**Exercise directions**
Rewrite the entries below with every instance of "pick out" changed to "mark", leaving everything else the same.

--- Begin Stored data ---

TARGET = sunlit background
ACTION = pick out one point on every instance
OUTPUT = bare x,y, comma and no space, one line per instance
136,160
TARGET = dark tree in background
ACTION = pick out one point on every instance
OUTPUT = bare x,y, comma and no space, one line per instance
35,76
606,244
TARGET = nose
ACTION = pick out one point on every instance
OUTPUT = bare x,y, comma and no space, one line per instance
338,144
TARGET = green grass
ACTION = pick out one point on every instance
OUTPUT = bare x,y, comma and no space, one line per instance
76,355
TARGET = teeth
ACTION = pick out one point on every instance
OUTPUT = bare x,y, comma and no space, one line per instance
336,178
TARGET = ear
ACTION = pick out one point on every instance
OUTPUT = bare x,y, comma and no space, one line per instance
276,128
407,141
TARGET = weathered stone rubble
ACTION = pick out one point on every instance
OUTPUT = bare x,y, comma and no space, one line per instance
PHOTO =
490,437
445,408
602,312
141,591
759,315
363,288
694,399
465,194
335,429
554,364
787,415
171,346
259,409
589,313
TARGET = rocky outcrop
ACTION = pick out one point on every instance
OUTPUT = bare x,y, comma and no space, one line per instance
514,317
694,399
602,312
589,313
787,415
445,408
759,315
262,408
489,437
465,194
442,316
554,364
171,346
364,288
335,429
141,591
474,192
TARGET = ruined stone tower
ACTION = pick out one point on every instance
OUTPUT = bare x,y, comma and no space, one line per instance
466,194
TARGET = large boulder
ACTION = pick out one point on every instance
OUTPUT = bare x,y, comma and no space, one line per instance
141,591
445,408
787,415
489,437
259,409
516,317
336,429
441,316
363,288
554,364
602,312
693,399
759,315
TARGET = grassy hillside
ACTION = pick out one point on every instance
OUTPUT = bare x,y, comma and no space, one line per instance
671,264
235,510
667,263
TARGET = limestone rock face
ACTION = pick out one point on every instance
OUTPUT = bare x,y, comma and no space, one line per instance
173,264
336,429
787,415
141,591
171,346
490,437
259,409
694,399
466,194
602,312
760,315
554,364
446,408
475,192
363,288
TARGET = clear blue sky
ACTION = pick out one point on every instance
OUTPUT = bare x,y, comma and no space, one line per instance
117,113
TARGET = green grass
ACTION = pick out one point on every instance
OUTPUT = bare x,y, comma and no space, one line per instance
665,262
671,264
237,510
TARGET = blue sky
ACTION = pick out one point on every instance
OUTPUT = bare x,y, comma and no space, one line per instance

--- End Stored data ---

**Correct result**
TARGET = sunlit background
ACTION = mark one point on every instance
OUTPUT = bare x,y, comma and no space, one line per instance
136,160
TARGET = dark tree in background
ACTION = mark one point on every instance
OUTPUT = bare x,y, comma and no space, one line per instance
35,76
606,244
TARGET = nose
ACTION = mark one point on every instance
OUTPUT = bare x,y, comma and no space, one line per instance
338,144
TARGET = green grass
ACTION = mark one point on every instance
OUTPUT = bare x,y, comma and no space, one line per instance
76,355
TARGET = teeth
ACTION = mark one point on every instance
OUTPUT = bare x,y, comma and no space, one line per instance
336,178
TARGET = ear
ACTION = mark one point on every instance
OUTPUT = bare x,y, comma and no space, one line per instance
276,128
407,141
TARGET = weathered stone rubble
ACTION = mark one point on every instance
OUTPUT = bare x,y, comma and no space, one line per instance
PHOTO =
490,437
445,408
602,312
141,591
759,315
363,288
694,399
465,194
335,429
554,364
787,415
171,346
259,409
589,313
TARGET = rocky outcrop
ACTION = mark one point on every instance
OUTPUT = bare x,y, comma and no space, one line per instance
514,317
694,399
602,312
589,313
787,415
445,408
759,315
262,408
489,437
465,194
442,316
554,364
171,346
364,288
335,429
141,591
474,192
TARGET = ruined stone tower
ACTION = mark one point on every instance
OUTPUT = bare x,y, comma and no space, one line per instance
466,194
TARGET = large boulder
ACTION = mark one point on every instance
OUTPUT = bare x,y, comma and no space, one line per instance
141,591
445,408
787,415
489,437
259,409
516,317
336,429
441,316
363,288
554,364
602,312
693,399
759,315
TARGET = grassy hillside
ACTION = mark one point on every instance
OUTPUT = bare x,y, comma and no space, one line per instance
671,264
235,510
667,263
TARGET = limestone rock face
ACTION = mark one point on every instance
OUTPUT = bare x,y, comma and no space, one line per instance
173,264
336,429
787,415
141,591
171,346
490,437
259,409
694,399
466,194
602,312
760,315
554,364
446,408
475,192
363,288
TARGET = clear blue sky
ACTION = mark one point on every instance
OUTPUT = bare x,y, comma and no space, one line per instance
117,113
TARGET = green grass
ACTION = mark one point on every instance
OUTPUT = bare x,y, comma and no space, one line per instance
665,262
671,264
237,510
TARGET = blue sky
ACTION = mark one point on every instance
OUTPUT = bare x,y, comma and no space, one line per instance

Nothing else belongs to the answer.